→ TASK STATEMENT:
Using the records below, copy out exactly the line that contains "<point>524,359</point>" and every line that follows it, up to and including the last, and no others.

→ Natural language region descriptions:

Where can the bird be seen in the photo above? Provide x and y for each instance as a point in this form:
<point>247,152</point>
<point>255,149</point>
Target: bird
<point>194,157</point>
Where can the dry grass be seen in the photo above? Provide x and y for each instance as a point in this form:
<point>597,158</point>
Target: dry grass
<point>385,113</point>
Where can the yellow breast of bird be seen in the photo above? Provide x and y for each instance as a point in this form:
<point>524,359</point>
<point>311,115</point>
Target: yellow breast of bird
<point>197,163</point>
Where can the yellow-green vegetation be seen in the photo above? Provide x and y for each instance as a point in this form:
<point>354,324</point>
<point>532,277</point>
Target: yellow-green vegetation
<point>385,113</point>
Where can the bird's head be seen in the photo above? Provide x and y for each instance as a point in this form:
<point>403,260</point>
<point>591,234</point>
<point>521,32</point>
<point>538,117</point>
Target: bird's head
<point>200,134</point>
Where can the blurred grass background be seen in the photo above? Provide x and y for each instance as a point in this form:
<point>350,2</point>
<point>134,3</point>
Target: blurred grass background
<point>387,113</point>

→ SOLUTION FOR THIS PROBLEM:
<point>524,359</point>
<point>311,115</point>
Target: yellow breast of bird
<point>197,163</point>
Where can the yellow-green vegetation be seen in the photo above? Provide x and y for each instance as a point in this form:
<point>354,324</point>
<point>532,277</point>
Target: yellow-green vegetation
<point>385,113</point>
Where can the bird's head be seen in the photo above? Provide x and y for each instance as a point in this form:
<point>403,260</point>
<point>591,234</point>
<point>521,32</point>
<point>538,117</point>
Target: bird's head
<point>200,134</point>
Where can the blurred grass background be seen in the photo above? Provide x and y for each instance as a point in this form:
<point>350,2</point>
<point>134,3</point>
Target: blurred grass background
<point>387,113</point>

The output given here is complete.